**TEXT:**
------------------------

We’ll no longer work under pitiable condition - SSANU, NASU

File photo: SSANU logo File photo: SSANU logo

Senior Staff Association of Nigeria Universities, SSANU, and Non-Academic Staff Union of Universities, NASU, have stated that they would no longer accept to work under pitiable conditions.

The bodies, which came together on the platform of the Joint Action Committee, JAC, also tasked the government to always implement its laws and policies to the letter, noting that unions would ensure that all their demands are met by the government.

Speaking in Port Harcourt, the South-South Zonal Vice President of SSANU, Azuma Cheta, addressing pressmen, regretted that universities in the South-South region were poorly funded, adding that some of the states had not implemented minimum wage for the workers.

Cheta said: “Secondly, we have also seen that the issue of the minimum wage is still living with us. The minimum wage is an act of law in Nigeria. The Federal Government should be upright enough to make laws and implement their laws to the letter.

“The state universities in the zone are worse. For instance, the Rivers State Government has not paid minimum wage to any of the tertiary institutions that the state owns.

“Ekpoma has not paid its workers for three months now. Cross River State University of Science and Technology has not paid its workers for the past three months.

“We have seen situations where these universities are poorly funded and workers exposed to different dangers like Covid-19. We are saying no to such pitiable situation they want to subject us to.”

Cheta stated that the unions want a good university system that would bring the best out of students, regretting that the government was trying to creating a dichotomy that would affect the education system.

“We want a university system that will bring the best out of our children. Because all of us seated here are in one way or the other affected. Worse still is the dichotomy they are trying to create.

“We are saying no to the kind of divide-and-rule system they are trying to create in the university system. We are pressing home that on October 20, 2020, our joint unions had a memorandum of understanding with the federal government, midwifed by the Minister of Labour and Minister of Education.

“Worse still is the earn allowance issue where we were told 30 billion Naira was released and out of it, 75% of the money has been appropriated to a particular union and 25% all other unions should share.

“This will cause disunity among the various unions on campus. We all know that bursary of the university has the record of what each and every one of us earns as earned allowances.

“So we are saying that the various university bursary should be allowed to work out what each and every worker merits as earn allowance.”

------------------------

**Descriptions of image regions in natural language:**

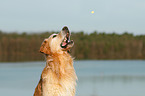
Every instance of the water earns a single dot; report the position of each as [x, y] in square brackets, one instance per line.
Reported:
[95, 78]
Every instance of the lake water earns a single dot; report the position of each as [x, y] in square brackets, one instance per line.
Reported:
[95, 78]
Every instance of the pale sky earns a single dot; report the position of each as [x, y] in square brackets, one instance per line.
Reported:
[47, 15]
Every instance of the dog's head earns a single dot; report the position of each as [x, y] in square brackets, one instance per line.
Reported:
[57, 43]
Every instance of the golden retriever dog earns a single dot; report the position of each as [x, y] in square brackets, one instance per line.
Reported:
[58, 78]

------------------------

**LIST OF TASKS:**
A: According to the article on SSANU and NASU, for how long has Cross River State University of Science and Technology not paid its workers?
B: Update the passage of the article on SSANU and NASU starting at "Cheta stated that" and ending at "Minister of Education.", putting "division" in place of "dichotomy".

**EXERCISE RESPONSES:**
A: It has not paid its workers for the past three months.

B:
Cheta stated that the unions want a good university system that would bring the best out of students, regretting that the government was trying to creating a division that would affect the education system.

“We want a university system that will bring the best out of our children. Because all of us seated here are in one way or the other affected. Worse still is the division they are trying to create.

“We are saying no to the kind of divide-and-rule system they are trying to create in the university system. We are pressing home that on October 20, 2020, our joint unions had a memorandum of understanding with the federal government, midwifed by the Minister of Labour and Minister of Education.